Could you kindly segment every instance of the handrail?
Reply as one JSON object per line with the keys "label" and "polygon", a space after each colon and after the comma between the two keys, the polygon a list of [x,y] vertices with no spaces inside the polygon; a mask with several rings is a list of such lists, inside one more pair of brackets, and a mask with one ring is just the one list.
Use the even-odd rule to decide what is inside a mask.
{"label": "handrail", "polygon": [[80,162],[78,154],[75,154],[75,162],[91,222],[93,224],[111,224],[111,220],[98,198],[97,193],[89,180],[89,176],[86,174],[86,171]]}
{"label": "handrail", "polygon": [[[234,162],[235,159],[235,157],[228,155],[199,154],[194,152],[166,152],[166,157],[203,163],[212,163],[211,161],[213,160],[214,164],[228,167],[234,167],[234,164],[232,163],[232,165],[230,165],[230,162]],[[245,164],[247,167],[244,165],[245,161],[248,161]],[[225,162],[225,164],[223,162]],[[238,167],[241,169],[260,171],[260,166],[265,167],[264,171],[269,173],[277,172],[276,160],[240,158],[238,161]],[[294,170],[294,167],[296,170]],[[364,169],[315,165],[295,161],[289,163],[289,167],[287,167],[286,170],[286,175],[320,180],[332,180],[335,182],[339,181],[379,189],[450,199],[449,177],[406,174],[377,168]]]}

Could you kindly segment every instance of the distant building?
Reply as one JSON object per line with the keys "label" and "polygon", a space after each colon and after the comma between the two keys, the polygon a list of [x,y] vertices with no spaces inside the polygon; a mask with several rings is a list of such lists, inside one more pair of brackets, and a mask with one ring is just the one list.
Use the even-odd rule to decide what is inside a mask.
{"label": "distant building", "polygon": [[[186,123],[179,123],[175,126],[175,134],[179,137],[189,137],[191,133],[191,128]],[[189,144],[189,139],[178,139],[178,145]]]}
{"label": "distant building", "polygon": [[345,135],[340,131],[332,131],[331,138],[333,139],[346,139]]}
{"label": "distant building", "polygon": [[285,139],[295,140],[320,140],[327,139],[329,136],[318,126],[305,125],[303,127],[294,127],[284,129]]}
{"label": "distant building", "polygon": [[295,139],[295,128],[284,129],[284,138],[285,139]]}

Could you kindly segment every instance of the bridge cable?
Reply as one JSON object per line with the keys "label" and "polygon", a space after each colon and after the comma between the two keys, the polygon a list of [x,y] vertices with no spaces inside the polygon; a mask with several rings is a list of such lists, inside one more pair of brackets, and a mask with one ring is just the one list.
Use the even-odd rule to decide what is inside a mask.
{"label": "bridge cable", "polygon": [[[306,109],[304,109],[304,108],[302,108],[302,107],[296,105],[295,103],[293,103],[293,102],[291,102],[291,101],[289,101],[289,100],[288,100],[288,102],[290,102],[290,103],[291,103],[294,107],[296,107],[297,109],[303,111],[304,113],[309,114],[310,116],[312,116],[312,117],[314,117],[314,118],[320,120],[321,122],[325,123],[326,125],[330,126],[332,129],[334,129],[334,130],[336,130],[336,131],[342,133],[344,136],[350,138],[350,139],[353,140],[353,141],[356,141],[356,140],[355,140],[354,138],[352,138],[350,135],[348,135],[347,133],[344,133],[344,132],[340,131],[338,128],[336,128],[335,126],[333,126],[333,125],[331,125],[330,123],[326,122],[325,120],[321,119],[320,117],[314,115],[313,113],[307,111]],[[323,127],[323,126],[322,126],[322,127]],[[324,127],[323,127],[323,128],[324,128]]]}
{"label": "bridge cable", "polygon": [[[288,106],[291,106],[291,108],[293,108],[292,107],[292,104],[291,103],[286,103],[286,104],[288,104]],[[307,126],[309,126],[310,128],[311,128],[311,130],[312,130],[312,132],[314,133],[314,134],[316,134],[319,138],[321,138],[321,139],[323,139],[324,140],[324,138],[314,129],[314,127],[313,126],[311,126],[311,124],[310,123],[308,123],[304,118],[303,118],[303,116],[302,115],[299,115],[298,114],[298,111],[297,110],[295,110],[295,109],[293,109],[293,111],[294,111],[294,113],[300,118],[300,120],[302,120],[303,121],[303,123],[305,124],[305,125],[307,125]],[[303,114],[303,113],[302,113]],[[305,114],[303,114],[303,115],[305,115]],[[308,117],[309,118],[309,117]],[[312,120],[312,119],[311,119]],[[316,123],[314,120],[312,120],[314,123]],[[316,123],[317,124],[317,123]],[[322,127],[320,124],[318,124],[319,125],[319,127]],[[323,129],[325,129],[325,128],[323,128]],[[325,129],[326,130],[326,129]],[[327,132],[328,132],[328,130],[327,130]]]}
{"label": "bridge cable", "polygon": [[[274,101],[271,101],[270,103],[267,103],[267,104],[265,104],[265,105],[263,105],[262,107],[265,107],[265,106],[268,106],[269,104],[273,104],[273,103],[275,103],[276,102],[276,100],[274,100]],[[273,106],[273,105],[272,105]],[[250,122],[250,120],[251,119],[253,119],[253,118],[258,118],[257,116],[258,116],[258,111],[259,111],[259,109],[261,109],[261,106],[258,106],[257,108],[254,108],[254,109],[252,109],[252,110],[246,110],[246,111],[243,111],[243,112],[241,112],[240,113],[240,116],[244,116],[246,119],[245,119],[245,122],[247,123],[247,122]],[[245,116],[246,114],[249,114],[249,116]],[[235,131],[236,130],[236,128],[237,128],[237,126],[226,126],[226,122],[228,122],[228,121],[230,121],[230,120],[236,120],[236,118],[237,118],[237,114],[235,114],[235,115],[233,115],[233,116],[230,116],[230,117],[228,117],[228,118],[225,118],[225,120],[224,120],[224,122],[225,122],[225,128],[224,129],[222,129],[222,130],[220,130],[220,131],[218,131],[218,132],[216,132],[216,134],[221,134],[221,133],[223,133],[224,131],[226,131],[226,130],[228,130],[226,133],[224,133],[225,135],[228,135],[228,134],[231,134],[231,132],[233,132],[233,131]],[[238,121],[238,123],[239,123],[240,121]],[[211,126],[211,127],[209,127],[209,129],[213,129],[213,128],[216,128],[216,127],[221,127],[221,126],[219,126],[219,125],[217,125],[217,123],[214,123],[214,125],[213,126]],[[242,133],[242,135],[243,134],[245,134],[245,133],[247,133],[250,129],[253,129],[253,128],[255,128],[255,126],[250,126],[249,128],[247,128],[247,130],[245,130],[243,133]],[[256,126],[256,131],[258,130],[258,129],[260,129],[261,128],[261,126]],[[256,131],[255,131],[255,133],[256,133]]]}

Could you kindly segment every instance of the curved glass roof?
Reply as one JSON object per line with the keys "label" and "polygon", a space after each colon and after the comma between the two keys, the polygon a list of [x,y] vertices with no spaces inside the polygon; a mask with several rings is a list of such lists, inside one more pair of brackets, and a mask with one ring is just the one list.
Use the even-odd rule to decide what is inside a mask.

########

* _Task directions_
Identify every line above that includes the word "Could", and show those lines.

* _Written response_
Could you kindly segment every instance of the handrail?
Could you kindly segment every instance of the distant building?
Could you kindly segment every instance of the bridge cable?
Could you kindly segment every instance of the curved glass roof?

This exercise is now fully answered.